Stored data
# # #

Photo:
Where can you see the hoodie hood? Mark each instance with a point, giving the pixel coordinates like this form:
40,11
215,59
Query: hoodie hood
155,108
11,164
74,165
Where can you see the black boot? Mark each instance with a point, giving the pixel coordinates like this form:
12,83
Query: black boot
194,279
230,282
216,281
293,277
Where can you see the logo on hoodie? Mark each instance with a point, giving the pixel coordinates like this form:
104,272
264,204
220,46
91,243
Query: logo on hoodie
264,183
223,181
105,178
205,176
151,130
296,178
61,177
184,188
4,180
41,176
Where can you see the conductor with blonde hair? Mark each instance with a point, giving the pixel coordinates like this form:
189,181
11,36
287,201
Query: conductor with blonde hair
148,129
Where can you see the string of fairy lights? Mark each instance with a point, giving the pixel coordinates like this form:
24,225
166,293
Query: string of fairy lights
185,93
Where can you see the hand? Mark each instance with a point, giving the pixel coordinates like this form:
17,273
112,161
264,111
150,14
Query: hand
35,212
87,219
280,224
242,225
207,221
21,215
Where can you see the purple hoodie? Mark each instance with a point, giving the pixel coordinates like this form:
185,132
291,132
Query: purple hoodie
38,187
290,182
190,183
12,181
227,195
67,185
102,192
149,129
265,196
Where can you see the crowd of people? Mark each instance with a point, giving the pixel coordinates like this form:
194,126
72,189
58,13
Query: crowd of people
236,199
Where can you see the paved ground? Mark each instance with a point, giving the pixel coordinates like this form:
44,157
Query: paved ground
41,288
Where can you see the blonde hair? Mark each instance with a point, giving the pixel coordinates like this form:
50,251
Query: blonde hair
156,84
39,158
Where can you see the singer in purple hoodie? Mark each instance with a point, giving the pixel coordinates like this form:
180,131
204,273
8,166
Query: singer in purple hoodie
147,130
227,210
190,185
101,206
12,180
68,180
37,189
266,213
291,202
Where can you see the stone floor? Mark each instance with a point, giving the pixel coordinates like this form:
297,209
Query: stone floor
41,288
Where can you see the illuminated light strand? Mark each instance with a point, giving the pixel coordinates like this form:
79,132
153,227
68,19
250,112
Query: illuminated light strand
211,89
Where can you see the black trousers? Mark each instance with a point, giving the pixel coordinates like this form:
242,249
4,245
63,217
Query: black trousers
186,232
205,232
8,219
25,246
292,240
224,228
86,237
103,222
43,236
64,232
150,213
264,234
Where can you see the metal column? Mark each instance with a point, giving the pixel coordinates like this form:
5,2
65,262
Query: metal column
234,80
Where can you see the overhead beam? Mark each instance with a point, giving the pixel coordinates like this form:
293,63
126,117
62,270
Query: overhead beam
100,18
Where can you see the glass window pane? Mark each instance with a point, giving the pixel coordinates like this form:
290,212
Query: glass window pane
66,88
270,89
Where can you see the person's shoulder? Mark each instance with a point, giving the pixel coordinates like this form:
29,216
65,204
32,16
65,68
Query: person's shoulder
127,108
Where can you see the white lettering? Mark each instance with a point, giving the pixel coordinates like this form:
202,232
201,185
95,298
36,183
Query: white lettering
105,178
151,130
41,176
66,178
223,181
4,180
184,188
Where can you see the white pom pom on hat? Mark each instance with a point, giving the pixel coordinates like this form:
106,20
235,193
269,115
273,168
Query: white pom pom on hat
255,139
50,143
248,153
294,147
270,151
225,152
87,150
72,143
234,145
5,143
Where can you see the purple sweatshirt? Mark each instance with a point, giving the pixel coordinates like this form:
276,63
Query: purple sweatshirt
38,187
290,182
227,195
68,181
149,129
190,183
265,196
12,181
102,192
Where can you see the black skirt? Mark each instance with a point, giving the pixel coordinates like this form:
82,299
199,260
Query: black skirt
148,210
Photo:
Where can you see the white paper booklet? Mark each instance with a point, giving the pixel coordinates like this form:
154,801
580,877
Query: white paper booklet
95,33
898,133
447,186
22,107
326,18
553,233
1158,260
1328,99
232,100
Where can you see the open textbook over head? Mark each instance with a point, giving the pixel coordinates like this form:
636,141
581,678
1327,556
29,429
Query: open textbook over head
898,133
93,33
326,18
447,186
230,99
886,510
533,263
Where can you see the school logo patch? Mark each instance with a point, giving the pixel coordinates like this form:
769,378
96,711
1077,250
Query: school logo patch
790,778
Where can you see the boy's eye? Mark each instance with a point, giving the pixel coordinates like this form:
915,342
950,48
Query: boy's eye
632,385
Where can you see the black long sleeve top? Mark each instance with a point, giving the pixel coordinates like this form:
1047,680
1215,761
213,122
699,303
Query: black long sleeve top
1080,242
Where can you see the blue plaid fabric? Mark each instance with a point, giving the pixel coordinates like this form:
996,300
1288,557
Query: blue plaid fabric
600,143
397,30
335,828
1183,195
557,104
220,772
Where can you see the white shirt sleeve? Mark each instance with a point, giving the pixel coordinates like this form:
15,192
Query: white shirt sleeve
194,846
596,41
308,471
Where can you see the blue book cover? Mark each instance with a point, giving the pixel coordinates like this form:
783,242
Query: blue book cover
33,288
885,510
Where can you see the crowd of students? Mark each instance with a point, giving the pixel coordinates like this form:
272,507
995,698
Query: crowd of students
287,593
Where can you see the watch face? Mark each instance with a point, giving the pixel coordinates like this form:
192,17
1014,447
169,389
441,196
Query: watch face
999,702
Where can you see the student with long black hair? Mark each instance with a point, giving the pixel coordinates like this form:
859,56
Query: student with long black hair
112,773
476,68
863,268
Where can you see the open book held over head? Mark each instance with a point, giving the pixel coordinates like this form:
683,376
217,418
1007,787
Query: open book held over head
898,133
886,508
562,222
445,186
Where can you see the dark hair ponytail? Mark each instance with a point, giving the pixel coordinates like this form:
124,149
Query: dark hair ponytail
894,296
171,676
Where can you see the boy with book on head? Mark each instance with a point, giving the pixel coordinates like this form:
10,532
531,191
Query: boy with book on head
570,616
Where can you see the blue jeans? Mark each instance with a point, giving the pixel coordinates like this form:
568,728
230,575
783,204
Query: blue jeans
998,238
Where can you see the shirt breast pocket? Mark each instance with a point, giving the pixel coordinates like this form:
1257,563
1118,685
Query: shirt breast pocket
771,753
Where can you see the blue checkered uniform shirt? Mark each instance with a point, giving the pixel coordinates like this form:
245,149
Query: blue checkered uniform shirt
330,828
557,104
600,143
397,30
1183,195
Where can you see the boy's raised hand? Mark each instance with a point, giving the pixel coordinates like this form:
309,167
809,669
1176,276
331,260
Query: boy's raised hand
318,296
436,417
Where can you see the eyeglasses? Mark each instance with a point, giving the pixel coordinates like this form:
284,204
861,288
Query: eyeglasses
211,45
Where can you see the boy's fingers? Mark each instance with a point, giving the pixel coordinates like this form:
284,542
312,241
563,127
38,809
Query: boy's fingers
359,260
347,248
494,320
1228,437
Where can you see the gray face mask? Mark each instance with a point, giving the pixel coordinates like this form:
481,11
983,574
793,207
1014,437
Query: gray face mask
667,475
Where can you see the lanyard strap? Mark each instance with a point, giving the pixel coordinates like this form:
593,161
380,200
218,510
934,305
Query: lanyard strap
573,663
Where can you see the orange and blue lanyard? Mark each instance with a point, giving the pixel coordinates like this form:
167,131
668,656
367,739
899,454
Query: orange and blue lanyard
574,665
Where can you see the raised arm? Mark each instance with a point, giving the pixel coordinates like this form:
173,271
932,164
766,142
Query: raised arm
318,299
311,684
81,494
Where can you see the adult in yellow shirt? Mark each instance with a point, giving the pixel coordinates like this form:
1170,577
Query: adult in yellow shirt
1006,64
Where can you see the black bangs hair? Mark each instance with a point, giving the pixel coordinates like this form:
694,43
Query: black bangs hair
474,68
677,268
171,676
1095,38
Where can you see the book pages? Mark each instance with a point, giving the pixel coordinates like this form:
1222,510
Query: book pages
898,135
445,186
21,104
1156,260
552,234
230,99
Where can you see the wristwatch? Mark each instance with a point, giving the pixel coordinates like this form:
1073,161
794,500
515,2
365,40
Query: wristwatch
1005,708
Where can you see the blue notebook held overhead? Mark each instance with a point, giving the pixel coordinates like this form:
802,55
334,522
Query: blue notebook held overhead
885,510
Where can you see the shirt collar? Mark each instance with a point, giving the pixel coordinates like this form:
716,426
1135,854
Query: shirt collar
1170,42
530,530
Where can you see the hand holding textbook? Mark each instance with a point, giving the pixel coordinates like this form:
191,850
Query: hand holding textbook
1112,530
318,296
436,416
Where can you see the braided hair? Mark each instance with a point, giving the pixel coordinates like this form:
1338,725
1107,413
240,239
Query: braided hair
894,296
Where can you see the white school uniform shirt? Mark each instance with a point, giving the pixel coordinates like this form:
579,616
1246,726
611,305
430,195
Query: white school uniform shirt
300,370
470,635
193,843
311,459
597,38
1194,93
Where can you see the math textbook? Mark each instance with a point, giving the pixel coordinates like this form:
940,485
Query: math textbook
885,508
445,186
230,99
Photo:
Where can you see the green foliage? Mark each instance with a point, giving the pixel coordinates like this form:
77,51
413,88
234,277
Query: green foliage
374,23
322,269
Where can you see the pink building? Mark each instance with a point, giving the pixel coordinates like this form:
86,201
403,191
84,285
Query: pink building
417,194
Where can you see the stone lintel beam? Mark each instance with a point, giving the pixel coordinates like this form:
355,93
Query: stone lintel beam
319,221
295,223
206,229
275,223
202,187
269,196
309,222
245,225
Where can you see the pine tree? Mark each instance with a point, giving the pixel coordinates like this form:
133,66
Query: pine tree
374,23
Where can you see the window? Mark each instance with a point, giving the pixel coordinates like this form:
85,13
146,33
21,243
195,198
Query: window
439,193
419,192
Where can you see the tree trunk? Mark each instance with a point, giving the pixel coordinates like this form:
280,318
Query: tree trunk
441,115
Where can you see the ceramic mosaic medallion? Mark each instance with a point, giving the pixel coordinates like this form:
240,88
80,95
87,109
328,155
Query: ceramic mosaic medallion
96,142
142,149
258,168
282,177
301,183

# # #

**WHAT THE TASK ASKS**
Starting from the line containing "Where can you see the pine" and ending with the final line of the data, reproduce each line exactly as it appears, including no other lines.

**FINAL RESULT**
Where can you see the pine tree? Mark each instance with a point, giving the pixel coordinates like this form:
133,66
Query: pine tree
374,23
Where can you see the window? Mark each instance with a point, giving the pixel coordinates like this form:
85,13
146,33
21,243
195,198
Query: window
439,193
419,192
Where can you see the tree trunk? Mark each instance with a point, giving the pixel coordinates like this form:
280,318
Query: tree trunk
441,115
Where can you see the ceramic mosaic medallion? Mark each instance with a point, giving the pixel coordinates like this form:
240,88
80,95
87,109
328,155
Query: ceramic mosaic medallion
96,142
142,149
258,168
282,177
301,183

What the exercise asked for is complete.